● Action item
Answer these questions using the post about upcoming car jobs:
1. What make of car are Peter's carburetors for?
2. How long has that car been sitting idle?
3. When is the trip to France planned?

● Source passage
>>>
Thanks, I’m glad you are enjoying it. If you have any question or would like to see a particular job or part or tool let me know and I will see what I can do.

Several jobs and a lot more car fiddling on the horizon:

Spanner mate Peter has received all the parts for his Jaguar carburators. So now we need to agree a day and put them back together and see if the car will fire up and run properly. And check whatever else might need attending. Remember, this car has been sitting idle for over two years.

I have nearly completed a very small modification job to the wind breaker screen on my Spider. Just to please my wife. Without the wind breaker she feels she gets to much wind in her hair. End of April we are heading for France, together with friends from the Dutch Alfa Romeo Spider club. We are all driving Spiders; we will have Coda Tronca’s, One Serie 4 and two Series 3. We will be staying with friends who also belonged to our club but have opened their own Bed And Breakfast establishment. Should be a blast!
<<<
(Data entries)
>>>
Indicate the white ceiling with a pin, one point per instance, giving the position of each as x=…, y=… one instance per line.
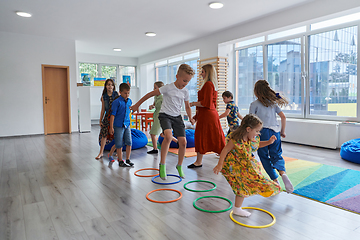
x=98, y=26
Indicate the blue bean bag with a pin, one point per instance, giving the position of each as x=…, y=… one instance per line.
x=139, y=140
x=350, y=150
x=190, y=140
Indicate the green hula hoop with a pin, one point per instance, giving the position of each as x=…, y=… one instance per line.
x=200, y=190
x=204, y=210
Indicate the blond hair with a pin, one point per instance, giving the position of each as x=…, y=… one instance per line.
x=267, y=96
x=210, y=75
x=186, y=69
x=159, y=84
x=251, y=121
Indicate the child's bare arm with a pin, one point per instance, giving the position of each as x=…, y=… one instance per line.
x=230, y=145
x=283, y=124
x=135, y=107
x=268, y=142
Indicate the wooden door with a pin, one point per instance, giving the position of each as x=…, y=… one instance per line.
x=56, y=99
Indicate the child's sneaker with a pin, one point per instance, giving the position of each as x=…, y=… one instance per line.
x=129, y=162
x=162, y=170
x=123, y=164
x=181, y=173
x=111, y=161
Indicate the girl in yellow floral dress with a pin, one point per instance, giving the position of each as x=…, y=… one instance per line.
x=240, y=168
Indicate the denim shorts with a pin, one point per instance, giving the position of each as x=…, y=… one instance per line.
x=122, y=136
x=174, y=123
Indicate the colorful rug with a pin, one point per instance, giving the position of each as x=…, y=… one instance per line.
x=335, y=186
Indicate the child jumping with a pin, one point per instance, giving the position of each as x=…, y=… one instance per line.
x=156, y=128
x=232, y=111
x=120, y=125
x=174, y=94
x=266, y=107
x=240, y=168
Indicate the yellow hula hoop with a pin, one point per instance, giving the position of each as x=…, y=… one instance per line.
x=263, y=226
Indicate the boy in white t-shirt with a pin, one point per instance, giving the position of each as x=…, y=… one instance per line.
x=170, y=115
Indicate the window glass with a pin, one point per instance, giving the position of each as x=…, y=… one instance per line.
x=284, y=72
x=88, y=71
x=250, y=69
x=333, y=72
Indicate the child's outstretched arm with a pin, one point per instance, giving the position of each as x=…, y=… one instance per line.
x=230, y=145
x=188, y=112
x=268, y=142
x=240, y=116
x=227, y=111
x=135, y=107
x=283, y=124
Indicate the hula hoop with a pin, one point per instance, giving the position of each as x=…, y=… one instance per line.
x=263, y=226
x=217, y=211
x=193, y=190
x=173, y=175
x=138, y=175
x=163, y=189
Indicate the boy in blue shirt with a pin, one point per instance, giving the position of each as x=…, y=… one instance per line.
x=120, y=125
x=232, y=111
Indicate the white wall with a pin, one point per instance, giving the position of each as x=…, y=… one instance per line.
x=21, y=105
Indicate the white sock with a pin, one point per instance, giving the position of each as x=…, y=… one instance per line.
x=288, y=185
x=240, y=212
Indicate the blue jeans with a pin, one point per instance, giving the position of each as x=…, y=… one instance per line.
x=270, y=156
x=122, y=136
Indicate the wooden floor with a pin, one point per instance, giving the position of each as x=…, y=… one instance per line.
x=51, y=187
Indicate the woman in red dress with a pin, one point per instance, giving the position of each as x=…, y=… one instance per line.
x=209, y=136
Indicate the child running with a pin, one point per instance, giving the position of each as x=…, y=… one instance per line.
x=266, y=107
x=232, y=111
x=240, y=168
x=156, y=128
x=120, y=125
x=174, y=94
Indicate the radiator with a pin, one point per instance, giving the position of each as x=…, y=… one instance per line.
x=312, y=132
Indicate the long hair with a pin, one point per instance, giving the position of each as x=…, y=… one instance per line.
x=106, y=82
x=267, y=96
x=210, y=75
x=250, y=120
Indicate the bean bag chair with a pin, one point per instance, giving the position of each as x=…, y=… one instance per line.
x=190, y=139
x=350, y=150
x=139, y=140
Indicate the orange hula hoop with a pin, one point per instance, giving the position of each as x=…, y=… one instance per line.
x=138, y=175
x=163, y=189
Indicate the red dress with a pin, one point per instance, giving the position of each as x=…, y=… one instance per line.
x=209, y=136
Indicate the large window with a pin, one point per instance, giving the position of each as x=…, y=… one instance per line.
x=284, y=72
x=315, y=70
x=95, y=74
x=166, y=70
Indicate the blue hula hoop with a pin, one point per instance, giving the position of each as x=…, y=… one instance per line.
x=172, y=175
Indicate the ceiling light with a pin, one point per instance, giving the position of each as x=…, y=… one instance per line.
x=23, y=14
x=150, y=34
x=216, y=5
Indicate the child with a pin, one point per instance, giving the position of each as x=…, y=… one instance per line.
x=240, y=168
x=108, y=96
x=232, y=111
x=266, y=107
x=155, y=128
x=120, y=125
x=174, y=94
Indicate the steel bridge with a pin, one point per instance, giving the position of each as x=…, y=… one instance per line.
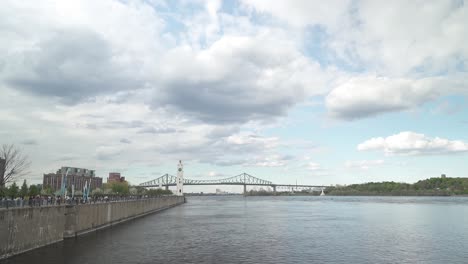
x=244, y=179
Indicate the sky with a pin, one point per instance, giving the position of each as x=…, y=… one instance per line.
x=313, y=92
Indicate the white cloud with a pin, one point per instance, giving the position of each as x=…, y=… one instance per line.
x=369, y=96
x=411, y=143
x=313, y=166
x=363, y=164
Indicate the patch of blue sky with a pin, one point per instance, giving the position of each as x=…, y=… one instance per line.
x=316, y=46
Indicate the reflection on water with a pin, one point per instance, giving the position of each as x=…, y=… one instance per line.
x=279, y=230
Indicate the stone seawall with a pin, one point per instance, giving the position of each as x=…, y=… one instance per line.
x=24, y=229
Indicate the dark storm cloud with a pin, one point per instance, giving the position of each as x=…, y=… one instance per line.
x=73, y=64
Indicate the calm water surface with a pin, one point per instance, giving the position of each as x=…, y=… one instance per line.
x=279, y=230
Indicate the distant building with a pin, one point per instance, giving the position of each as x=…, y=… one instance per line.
x=115, y=177
x=2, y=170
x=76, y=176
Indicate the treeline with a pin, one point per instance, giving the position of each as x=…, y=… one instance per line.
x=15, y=191
x=432, y=186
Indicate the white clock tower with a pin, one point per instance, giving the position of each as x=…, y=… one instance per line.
x=180, y=179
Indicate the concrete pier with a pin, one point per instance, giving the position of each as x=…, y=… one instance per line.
x=24, y=229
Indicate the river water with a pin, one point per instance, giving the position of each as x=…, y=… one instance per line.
x=234, y=229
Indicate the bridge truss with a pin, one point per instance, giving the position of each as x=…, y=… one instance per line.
x=241, y=179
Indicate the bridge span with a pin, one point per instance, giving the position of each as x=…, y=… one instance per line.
x=243, y=179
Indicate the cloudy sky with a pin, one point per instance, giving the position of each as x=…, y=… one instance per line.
x=318, y=92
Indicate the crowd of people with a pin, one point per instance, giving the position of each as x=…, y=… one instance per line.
x=52, y=200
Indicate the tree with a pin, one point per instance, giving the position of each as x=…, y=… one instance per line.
x=24, y=189
x=16, y=163
x=119, y=187
x=34, y=190
x=13, y=190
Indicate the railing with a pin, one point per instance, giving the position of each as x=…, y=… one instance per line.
x=53, y=201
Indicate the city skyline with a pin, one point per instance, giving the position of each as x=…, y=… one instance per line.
x=347, y=92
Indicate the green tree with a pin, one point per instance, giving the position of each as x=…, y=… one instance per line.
x=16, y=163
x=121, y=188
x=33, y=190
x=44, y=191
x=24, y=189
x=97, y=192
x=13, y=190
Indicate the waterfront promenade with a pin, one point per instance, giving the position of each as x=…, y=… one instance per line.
x=29, y=227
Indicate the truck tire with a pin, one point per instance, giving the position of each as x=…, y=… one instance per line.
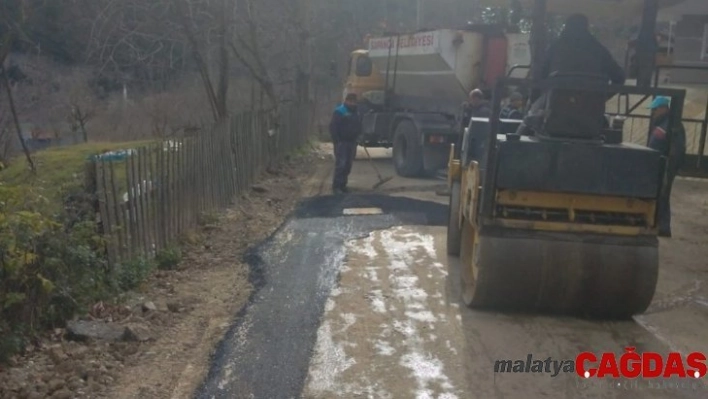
x=407, y=150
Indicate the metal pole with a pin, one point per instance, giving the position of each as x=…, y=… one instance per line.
x=646, y=43
x=538, y=43
x=702, y=143
x=418, y=14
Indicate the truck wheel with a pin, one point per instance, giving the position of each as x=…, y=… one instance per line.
x=454, y=232
x=407, y=150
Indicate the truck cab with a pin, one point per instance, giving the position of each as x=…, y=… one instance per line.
x=362, y=75
x=411, y=87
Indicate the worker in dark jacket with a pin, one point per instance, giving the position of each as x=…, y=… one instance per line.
<<<
● Your response
1. Jaguar
2. Over two years
3. End of April